THE TASK: Copy the items below word for word, from the very beginning through the line containing "xmin=0 ymin=492 xmax=1316 ymax=875", including that line. Leave out the pictures.

○ ○ ○ ○ ○

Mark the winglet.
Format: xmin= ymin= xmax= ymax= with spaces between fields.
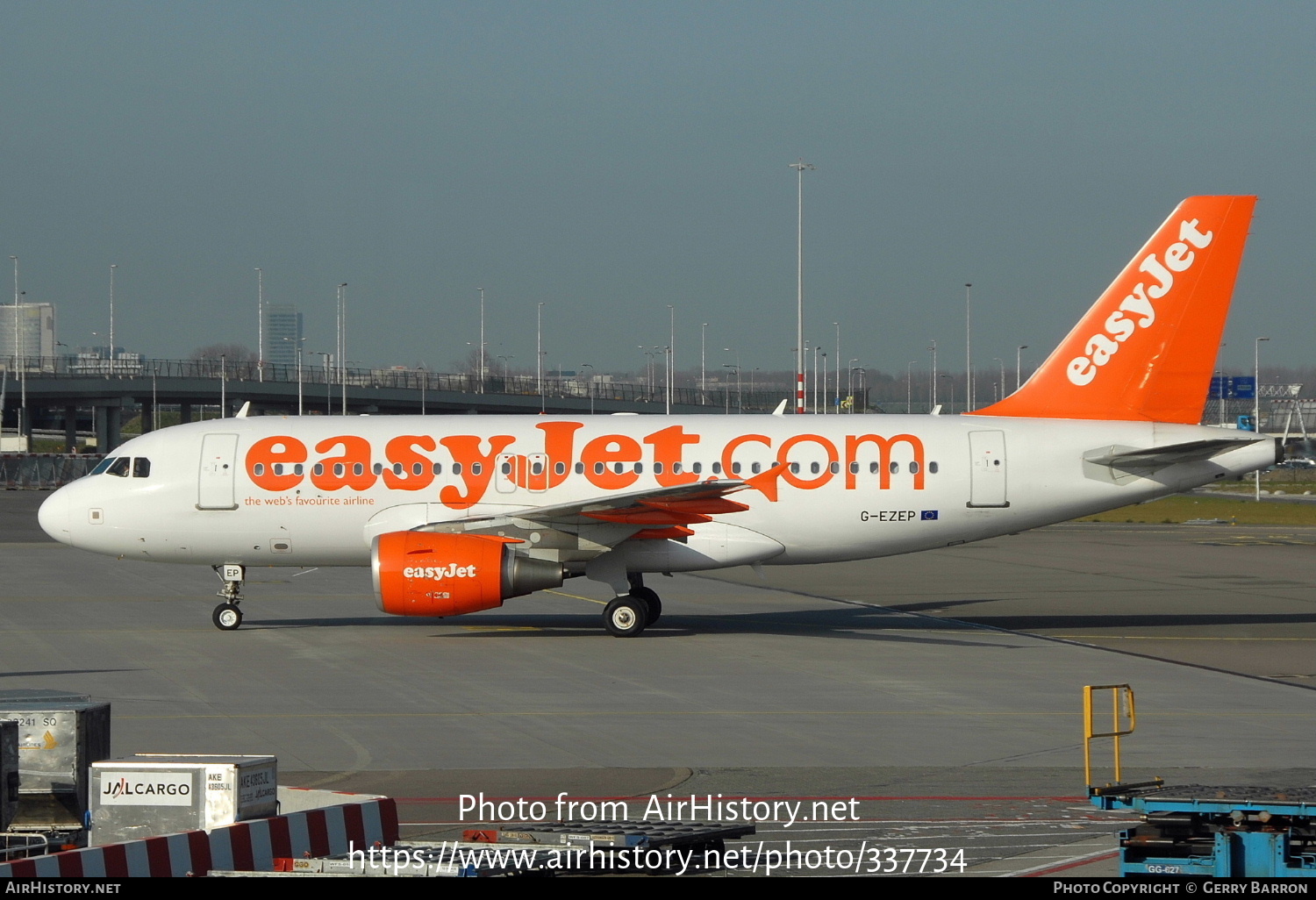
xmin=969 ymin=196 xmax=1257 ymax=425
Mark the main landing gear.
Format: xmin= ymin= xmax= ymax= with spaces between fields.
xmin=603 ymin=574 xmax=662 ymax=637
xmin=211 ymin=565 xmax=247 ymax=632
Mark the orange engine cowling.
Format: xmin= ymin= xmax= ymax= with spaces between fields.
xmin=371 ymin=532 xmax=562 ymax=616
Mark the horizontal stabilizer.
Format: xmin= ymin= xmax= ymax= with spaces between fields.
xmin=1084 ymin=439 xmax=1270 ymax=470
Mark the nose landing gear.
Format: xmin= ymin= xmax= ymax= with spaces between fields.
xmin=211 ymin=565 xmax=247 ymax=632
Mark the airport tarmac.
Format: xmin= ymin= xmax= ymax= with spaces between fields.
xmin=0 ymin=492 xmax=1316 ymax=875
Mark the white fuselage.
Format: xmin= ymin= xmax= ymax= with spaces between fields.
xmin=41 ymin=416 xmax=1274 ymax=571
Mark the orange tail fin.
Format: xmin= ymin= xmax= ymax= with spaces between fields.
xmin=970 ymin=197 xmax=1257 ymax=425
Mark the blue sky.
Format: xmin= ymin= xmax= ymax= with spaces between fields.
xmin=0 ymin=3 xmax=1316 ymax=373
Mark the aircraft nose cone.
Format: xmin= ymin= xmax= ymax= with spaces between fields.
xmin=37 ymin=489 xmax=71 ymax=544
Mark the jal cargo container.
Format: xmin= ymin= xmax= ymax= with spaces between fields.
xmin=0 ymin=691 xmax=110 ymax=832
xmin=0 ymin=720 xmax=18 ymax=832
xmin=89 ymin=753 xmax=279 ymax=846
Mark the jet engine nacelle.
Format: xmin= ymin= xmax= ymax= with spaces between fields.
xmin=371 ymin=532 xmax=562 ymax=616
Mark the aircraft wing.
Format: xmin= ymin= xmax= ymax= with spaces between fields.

○ ○ ○ ○ ○

WORKED SOLUTION:
Mark the winglet.
Format: xmin= ymin= xmax= ymax= with spaces between fields.
xmin=969 ymin=196 xmax=1257 ymax=425
Mark the main landing gear.
Format: xmin= ymin= xmax= ymax= with spaces between fields.
xmin=603 ymin=574 xmax=662 ymax=637
xmin=211 ymin=565 xmax=247 ymax=632
Mark the orange engine cowling.
Format: xmin= ymin= xmax= ymax= with spaces between fields.
xmin=371 ymin=532 xmax=562 ymax=616
Mark the horizontal stabilizer.
Format: xmin= ymin= xmax= ymax= with spaces between fields.
xmin=1084 ymin=439 xmax=1270 ymax=470
Mark the nose landing gear.
Format: xmin= ymin= xmax= ymax= with spaces between fields.
xmin=211 ymin=565 xmax=247 ymax=632
Mark the airport tarmac.
Format: xmin= ymin= xmax= ymax= with spaces between fields.
xmin=0 ymin=492 xmax=1316 ymax=875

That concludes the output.